--- Start Records for processing ---

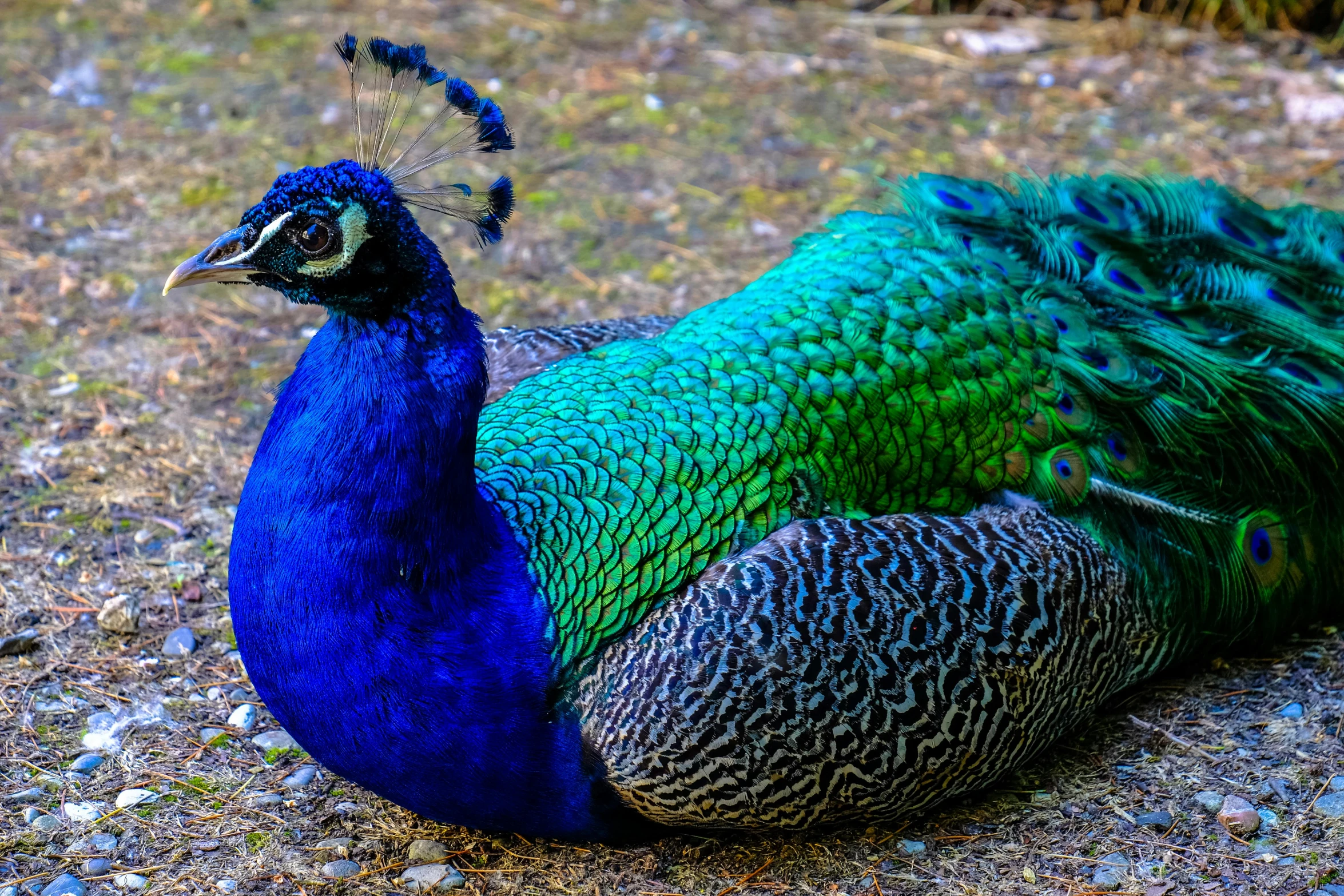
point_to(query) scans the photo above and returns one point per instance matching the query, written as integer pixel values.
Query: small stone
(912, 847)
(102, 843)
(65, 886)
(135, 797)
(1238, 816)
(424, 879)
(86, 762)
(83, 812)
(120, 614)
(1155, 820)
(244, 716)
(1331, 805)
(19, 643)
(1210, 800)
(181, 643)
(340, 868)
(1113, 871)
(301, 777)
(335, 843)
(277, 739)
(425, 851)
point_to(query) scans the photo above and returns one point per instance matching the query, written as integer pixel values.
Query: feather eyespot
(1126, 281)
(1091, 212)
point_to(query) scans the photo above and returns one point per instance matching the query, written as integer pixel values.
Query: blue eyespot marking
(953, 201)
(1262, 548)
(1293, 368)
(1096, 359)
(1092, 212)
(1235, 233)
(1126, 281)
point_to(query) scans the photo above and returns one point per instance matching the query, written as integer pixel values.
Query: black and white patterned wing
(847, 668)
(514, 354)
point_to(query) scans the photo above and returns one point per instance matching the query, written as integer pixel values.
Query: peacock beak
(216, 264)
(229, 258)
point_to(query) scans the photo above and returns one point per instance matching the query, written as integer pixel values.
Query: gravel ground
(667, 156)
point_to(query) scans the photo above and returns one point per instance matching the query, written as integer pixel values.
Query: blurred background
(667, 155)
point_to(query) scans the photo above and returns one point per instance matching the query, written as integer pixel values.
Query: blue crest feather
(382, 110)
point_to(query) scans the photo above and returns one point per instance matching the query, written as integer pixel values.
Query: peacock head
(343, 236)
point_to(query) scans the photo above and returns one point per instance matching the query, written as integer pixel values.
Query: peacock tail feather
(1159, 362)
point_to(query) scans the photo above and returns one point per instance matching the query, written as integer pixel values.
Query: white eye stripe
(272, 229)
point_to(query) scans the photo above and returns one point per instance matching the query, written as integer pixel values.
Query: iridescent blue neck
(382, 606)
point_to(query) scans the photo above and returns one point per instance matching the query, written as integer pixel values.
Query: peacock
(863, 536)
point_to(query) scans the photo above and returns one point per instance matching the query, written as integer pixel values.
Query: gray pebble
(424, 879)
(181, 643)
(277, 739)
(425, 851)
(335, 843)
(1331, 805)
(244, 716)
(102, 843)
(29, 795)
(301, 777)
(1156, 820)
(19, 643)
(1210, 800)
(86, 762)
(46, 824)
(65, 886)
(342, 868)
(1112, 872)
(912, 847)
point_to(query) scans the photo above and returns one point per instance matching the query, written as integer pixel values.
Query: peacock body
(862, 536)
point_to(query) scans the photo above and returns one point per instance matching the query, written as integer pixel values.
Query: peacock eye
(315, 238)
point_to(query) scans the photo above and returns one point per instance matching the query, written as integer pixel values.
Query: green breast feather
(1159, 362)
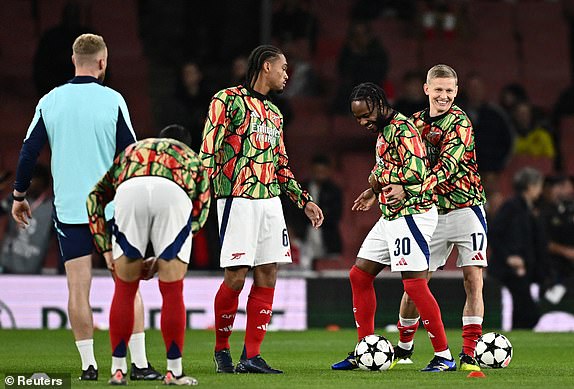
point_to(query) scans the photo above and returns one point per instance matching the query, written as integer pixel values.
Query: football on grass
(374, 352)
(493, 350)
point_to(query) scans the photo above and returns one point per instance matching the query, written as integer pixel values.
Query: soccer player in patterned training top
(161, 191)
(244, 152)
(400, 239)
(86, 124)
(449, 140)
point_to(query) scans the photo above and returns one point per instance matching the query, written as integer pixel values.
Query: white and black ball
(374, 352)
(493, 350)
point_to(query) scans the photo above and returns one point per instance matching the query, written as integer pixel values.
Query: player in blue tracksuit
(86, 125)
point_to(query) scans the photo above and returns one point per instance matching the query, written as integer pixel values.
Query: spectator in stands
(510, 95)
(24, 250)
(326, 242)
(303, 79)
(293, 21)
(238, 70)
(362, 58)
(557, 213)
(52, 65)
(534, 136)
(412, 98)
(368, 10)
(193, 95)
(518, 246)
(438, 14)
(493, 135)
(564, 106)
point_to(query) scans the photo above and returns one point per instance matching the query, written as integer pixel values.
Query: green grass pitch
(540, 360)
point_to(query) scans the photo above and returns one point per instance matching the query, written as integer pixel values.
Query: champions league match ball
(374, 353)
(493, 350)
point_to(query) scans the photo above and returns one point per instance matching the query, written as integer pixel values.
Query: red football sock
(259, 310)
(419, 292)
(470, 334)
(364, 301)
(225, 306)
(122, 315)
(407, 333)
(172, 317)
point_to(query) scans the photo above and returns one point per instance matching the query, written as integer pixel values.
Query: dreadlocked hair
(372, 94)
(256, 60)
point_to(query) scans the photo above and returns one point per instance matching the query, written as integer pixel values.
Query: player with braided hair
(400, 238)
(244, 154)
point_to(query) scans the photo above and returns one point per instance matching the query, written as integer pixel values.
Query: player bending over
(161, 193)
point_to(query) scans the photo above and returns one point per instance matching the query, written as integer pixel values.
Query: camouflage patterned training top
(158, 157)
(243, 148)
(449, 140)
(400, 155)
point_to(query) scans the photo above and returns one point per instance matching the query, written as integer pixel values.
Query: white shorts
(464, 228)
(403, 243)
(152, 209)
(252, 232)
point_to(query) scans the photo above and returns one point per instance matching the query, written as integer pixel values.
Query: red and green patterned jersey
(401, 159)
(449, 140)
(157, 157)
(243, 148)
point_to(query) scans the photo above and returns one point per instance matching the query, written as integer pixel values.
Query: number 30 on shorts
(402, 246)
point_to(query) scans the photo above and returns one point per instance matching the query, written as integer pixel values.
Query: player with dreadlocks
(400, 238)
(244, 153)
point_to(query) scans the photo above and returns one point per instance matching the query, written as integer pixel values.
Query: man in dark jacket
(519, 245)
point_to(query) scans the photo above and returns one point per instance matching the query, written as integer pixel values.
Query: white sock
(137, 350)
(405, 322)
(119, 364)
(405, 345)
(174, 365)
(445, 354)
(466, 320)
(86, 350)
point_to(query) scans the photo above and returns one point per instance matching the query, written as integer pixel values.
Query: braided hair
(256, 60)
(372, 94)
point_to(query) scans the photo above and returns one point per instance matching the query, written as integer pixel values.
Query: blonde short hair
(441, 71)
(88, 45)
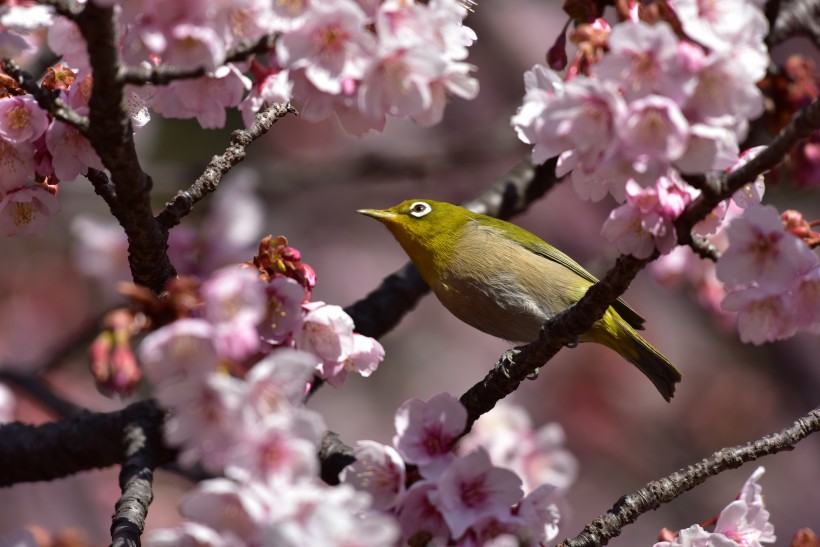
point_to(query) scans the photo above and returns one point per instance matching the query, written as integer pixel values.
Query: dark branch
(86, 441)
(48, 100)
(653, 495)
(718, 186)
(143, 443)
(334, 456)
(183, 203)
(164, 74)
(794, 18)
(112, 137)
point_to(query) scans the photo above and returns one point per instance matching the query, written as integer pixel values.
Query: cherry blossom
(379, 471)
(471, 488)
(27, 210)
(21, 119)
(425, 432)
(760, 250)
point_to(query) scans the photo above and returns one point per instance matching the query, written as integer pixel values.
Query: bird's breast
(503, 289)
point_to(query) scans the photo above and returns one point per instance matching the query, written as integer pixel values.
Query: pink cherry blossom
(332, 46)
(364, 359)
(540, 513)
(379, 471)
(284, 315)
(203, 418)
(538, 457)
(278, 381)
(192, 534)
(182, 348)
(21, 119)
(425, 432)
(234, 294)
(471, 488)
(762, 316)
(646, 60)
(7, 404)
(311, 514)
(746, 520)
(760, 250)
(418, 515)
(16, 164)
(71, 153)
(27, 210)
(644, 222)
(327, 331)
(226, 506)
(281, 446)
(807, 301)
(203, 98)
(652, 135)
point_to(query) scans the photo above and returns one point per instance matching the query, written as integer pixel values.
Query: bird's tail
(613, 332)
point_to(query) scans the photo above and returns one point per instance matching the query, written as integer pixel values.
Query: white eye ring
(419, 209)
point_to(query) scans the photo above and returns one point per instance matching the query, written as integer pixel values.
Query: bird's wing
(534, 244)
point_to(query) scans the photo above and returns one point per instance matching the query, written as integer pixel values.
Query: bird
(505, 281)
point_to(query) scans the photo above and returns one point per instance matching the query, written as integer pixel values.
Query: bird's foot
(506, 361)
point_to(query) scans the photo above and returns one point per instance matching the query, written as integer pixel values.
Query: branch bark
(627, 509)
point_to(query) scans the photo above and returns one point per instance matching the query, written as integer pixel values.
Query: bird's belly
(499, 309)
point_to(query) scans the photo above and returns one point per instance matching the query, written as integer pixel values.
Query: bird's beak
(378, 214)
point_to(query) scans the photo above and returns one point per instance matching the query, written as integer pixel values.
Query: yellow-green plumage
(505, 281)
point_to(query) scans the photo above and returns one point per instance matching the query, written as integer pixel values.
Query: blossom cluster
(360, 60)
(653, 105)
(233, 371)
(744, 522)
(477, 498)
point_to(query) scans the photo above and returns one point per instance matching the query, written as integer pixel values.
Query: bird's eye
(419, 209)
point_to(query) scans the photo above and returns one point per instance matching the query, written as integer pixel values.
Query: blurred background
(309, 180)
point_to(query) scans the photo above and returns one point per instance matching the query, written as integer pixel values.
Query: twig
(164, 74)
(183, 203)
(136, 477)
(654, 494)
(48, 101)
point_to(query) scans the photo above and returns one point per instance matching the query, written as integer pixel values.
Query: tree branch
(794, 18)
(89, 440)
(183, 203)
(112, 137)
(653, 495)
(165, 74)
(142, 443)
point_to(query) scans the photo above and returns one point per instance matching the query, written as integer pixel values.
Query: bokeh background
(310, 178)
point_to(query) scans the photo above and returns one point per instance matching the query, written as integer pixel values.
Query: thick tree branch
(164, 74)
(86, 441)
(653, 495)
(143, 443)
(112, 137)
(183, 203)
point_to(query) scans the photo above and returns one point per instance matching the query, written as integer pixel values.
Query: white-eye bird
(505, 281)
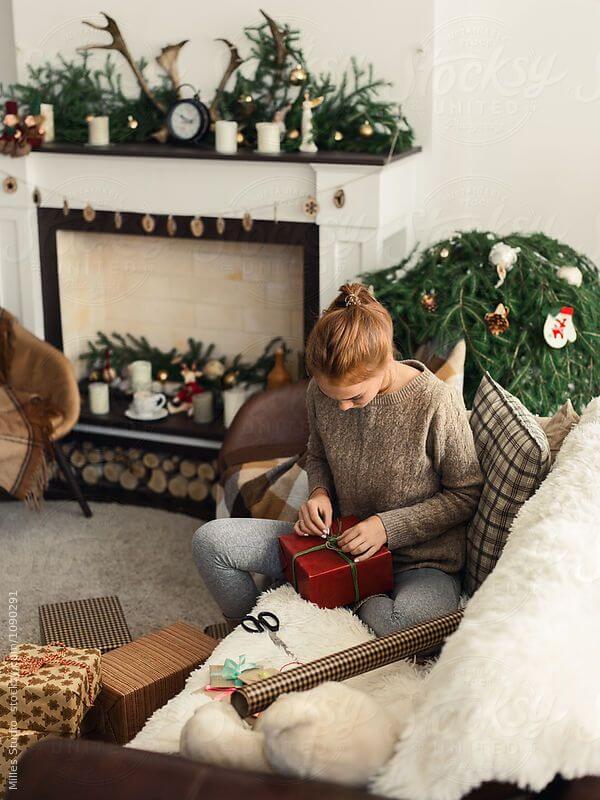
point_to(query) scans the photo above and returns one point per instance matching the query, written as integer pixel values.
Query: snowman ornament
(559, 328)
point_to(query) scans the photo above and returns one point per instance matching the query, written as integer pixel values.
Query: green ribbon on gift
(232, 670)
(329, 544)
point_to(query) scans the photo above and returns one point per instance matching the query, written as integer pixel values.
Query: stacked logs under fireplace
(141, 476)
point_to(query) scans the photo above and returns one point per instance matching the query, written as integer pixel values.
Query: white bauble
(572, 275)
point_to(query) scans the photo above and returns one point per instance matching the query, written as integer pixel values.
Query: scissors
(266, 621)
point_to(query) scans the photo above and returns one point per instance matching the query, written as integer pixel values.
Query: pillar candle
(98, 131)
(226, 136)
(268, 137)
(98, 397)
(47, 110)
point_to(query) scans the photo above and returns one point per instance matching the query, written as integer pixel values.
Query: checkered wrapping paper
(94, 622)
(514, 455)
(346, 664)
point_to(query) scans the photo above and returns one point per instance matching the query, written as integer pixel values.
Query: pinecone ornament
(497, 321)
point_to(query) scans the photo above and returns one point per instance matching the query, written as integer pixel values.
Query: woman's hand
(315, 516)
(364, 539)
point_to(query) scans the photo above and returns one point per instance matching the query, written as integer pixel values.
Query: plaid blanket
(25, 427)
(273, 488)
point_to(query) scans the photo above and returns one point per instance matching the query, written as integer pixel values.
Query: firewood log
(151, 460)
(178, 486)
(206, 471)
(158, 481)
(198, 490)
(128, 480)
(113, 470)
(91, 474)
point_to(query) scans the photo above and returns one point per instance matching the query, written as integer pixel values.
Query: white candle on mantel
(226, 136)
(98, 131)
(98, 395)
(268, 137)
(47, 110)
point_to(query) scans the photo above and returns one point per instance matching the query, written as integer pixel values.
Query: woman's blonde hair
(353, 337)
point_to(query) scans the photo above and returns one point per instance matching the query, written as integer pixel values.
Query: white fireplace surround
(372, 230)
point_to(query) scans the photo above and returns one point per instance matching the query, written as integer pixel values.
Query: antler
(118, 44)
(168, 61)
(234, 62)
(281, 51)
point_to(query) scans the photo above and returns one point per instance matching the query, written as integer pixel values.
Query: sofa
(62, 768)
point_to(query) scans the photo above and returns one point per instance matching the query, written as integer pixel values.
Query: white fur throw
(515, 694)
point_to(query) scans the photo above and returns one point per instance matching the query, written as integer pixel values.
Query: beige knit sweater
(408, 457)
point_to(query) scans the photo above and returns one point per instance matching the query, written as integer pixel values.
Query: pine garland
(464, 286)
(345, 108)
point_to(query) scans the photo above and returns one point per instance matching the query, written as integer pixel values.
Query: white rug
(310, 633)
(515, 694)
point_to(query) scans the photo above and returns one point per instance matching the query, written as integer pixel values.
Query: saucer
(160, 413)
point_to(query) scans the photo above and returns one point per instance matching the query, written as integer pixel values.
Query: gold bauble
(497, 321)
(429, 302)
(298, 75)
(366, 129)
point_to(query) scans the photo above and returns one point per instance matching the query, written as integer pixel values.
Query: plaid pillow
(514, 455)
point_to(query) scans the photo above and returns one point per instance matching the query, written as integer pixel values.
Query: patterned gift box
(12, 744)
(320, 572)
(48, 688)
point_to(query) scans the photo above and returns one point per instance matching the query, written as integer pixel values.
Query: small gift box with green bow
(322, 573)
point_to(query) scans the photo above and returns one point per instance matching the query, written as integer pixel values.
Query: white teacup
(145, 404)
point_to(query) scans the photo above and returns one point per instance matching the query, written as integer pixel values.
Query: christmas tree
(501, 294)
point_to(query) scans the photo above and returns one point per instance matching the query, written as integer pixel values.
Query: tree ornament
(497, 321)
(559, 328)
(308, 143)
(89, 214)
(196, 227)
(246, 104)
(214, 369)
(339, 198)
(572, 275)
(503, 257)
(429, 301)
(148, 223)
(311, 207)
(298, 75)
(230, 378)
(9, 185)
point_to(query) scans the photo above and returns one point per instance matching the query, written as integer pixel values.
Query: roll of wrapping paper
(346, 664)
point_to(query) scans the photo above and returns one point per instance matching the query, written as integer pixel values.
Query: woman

--- End Records for processing ---

- [The task]:
Please report how many lines of the records contain the string "branch", counting only matches in the same case. Give the number alone.

- [Final result]:
4